= WHAT YOU HAVE TO DO =
Each entry below should be reproduced character for character.

= GIVEN RECORDS =

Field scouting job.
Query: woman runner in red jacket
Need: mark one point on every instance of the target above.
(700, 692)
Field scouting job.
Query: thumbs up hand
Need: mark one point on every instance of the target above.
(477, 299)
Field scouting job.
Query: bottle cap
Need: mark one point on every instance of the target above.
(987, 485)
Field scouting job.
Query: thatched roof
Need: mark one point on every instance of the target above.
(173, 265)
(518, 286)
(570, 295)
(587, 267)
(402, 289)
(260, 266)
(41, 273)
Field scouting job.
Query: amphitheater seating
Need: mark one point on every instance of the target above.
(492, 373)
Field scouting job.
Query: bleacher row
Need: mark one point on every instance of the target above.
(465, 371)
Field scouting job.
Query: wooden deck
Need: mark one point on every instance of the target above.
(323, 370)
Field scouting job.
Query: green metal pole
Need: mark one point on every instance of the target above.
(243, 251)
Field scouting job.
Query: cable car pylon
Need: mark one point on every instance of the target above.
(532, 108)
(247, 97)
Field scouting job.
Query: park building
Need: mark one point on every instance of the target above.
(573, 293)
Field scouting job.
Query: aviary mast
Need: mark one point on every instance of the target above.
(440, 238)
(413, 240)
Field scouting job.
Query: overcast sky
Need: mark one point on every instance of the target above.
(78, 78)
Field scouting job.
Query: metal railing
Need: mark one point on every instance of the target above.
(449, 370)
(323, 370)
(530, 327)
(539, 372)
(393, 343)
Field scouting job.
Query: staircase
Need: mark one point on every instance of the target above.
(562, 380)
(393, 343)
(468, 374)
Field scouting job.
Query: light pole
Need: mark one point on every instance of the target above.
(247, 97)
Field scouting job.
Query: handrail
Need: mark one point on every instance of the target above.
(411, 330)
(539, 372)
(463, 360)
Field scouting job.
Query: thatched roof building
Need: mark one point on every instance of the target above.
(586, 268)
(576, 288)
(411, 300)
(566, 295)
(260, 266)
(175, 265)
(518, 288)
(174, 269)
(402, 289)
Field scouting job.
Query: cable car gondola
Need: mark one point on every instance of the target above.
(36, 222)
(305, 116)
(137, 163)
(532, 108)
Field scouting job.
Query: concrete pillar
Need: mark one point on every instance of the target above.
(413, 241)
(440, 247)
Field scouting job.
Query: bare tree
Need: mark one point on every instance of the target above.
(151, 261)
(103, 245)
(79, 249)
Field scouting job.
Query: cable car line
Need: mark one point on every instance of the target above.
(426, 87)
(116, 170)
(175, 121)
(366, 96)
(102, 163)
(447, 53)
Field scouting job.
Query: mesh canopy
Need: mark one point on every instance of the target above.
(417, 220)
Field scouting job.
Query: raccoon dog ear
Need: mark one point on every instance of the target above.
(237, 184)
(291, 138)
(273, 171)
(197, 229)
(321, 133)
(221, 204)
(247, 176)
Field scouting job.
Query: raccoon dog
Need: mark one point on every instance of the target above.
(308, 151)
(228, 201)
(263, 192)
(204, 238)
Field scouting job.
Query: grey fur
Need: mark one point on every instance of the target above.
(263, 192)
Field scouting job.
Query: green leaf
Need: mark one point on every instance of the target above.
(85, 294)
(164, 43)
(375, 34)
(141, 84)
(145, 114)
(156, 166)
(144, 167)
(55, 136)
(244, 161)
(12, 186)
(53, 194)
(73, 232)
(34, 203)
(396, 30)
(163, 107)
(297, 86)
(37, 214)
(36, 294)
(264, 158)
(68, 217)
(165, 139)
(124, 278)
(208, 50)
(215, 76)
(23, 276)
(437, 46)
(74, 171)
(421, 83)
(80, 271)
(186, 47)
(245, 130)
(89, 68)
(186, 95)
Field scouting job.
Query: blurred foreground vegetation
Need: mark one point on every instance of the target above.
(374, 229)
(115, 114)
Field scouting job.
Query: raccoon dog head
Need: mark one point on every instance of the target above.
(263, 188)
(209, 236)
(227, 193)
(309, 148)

= RESULT OF THE TASK =
Field scouting job.
Query: woman runner in red jacket
Need: mark one point on every instance of the target above.
(700, 692)
Field scouting job.
Query: thumbs up hand
Need: mark one point on every instance of the target above.
(477, 299)
Field scouting job.
Query: bottle cap
Need: mark one point on every instance of the target above.
(987, 485)
Field scouting job.
Query: thatched roof
Need: mark one point on every instance of the target above.
(173, 265)
(518, 286)
(570, 295)
(587, 267)
(402, 289)
(260, 266)
(41, 273)
Field scouting job.
Query: amphitheater seating
Need: mark one point on every instance of the target above.
(492, 373)
Field scouting job.
Query: bleacher row
Need: mark one point on every instance of the target above.
(465, 371)
Field scouting job.
Query: wooden deck
Need: mark one point on every instance of the target above.
(323, 370)
Field scouting job.
Query: green metal pole
Need: mark one point on every instance of the target above.
(243, 251)
Field scouting job.
Query: cable car pylon
Need: mark one point on every instance of the target above.
(532, 108)
(247, 97)
Field scouting job.
Query: park building
Need: mark one point on every instance of the target above.
(573, 293)
Field scouting job.
Query: aviary mast
Need: mark one point on every instance of the target above.
(440, 238)
(413, 240)
Field scouting job.
Query: overcast sky
Need: mark one point on every instance of the target above.
(78, 78)
Field scouting job.
Query: metal railing
Need: mark one point on every instance of the target above.
(449, 370)
(323, 370)
(530, 327)
(539, 372)
(393, 343)
Field scouting job.
Query: staircase
Need: mark one point on every instance of the target above.
(562, 380)
(393, 343)
(468, 374)
Field scouting job.
Query: light pole
Need: mark one point on every instance of the target above.
(247, 97)
Field scouting job.
Query: handrail
Need: mark one point on every instance of the target above.
(411, 330)
(539, 372)
(463, 360)
Field scouting job.
Query: thatched roof building
Need: mark one point on every instance of the target above.
(586, 268)
(576, 288)
(411, 300)
(566, 295)
(260, 266)
(175, 265)
(518, 288)
(174, 269)
(402, 289)
Field scouting job.
Query: cable car gondola
Need: mark one point on every instance of the target above.
(36, 222)
(305, 116)
(137, 163)
(532, 108)
Field scouting job.
Query: concrete pillar
Need: mark one point on every instance of the target above.
(413, 241)
(440, 247)
Field scouting job.
Query: bare tree
Need: mark one point on every instance of the target above.
(151, 261)
(103, 245)
(79, 249)
Field scouting job.
Query: cable car line
Need: mark one point on every instance of the target above.
(426, 87)
(116, 170)
(175, 121)
(366, 96)
(102, 163)
(447, 53)
Field scouting job.
Query: mesh canopy
Need: mark one point on every instance of the target above.
(417, 220)
Field scouting job.
Query: raccoon dog ear
Need: mark one point on every instance of the target above.
(237, 184)
(291, 138)
(273, 171)
(197, 229)
(321, 133)
(221, 204)
(247, 176)
Field scouting job.
Query: raccoon dog
Need: mark one point on every instance of the target above.
(308, 151)
(228, 201)
(263, 192)
(204, 238)
Field scouting job.
Query: grey fur
Need: mark one point on every instance of the target above.
(263, 192)
Field scouting job.
Query: green leaf
Need: mark one point on every instance of the target above.
(85, 294)
(164, 43)
(375, 34)
(141, 84)
(145, 114)
(156, 166)
(144, 167)
(55, 136)
(244, 161)
(12, 186)
(53, 194)
(73, 232)
(34, 203)
(396, 30)
(163, 107)
(297, 86)
(37, 214)
(36, 294)
(264, 158)
(68, 217)
(165, 139)
(124, 278)
(208, 50)
(215, 76)
(23, 276)
(437, 46)
(74, 171)
(421, 83)
(80, 271)
(186, 47)
(245, 130)
(89, 68)
(186, 95)
Field scouting job.
Query: blurred foreground vegetation
Need: mark one point on every instance of the target above.
(374, 229)
(115, 114)
Field scouting job.
Query: raccoon dog head
Need: mark one point on every instance of the target above.
(263, 188)
(209, 236)
(227, 193)
(309, 148)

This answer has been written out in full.